■ What the exercise asks
Lay out the data below as a Markdown table with one row per line, leaving out blank lines. Use a "Row" column for the row number and a "Line" column for the line.

■ Records shown
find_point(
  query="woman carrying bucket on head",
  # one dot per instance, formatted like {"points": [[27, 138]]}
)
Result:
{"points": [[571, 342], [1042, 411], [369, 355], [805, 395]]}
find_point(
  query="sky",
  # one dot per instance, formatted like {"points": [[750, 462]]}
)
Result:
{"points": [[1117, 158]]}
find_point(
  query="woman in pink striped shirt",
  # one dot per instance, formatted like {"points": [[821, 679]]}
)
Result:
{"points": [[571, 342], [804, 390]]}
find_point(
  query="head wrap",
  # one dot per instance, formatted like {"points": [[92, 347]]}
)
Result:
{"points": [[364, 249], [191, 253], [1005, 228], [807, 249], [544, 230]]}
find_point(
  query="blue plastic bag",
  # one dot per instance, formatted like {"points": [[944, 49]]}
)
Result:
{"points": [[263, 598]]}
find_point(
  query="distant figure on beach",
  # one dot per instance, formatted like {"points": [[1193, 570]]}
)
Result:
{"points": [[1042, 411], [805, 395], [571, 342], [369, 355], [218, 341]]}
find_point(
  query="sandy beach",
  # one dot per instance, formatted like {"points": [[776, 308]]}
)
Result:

■ Written response
| Row | Line |
|---|---|
| 1 | find_point( |
| 2 |   query="woman carrying bucket on head", |
| 3 |   # one dot per instance, formatted like {"points": [[27, 138]]} |
| 4 | ) |
| 5 | Result: |
| 6 | {"points": [[571, 342], [1042, 411], [369, 355], [805, 395]]} |
| 7 | find_point( |
| 8 |   query="sky", |
| 9 |   # one dot per instance, formatted like {"points": [[750, 462]]} |
| 10 | ) |
| 11 | Result: |
| 12 | {"points": [[1117, 158]]} |
| 13 | find_point( |
| 14 |   query="woman in pink striped shirt", |
| 15 |   # one dot per instance, formatted like {"points": [[821, 679]]} |
| 16 | ) |
| 17 | Result: |
| 18 | {"points": [[571, 342], [804, 390]]} |
| 19 | find_point( |
| 20 |   query="head wrap", |
| 21 |   # one dot per instance, formatted like {"points": [[92, 347]]} |
| 22 | ) |
| 23 | Result: |
| 24 | {"points": [[364, 249], [191, 253], [1005, 228], [807, 249], [544, 230]]} |
| 25 | find_point( |
| 26 |   query="blue plastic bag", |
| 27 |   # one dot per instance, formatted like {"points": [[944, 49]]} |
| 28 | ) |
| 29 | Result: |
| 30 | {"points": [[263, 598]]} |
| 31 | find_point( |
| 32 |   query="distant figure on beach", |
| 33 |   # one dot per instance, formatted like {"points": [[1193, 570]]} |
| 34 | ) |
| 35 | Result: |
| 36 | {"points": [[1042, 411], [805, 395], [571, 342], [369, 355], [218, 341]]} |
| 37 | find_point( |
| 38 |   query="sandy beach", |
| 39 |   # one dot per instance, formatted like {"points": [[776, 308]]} |
| 40 | ) |
| 41 | Result: |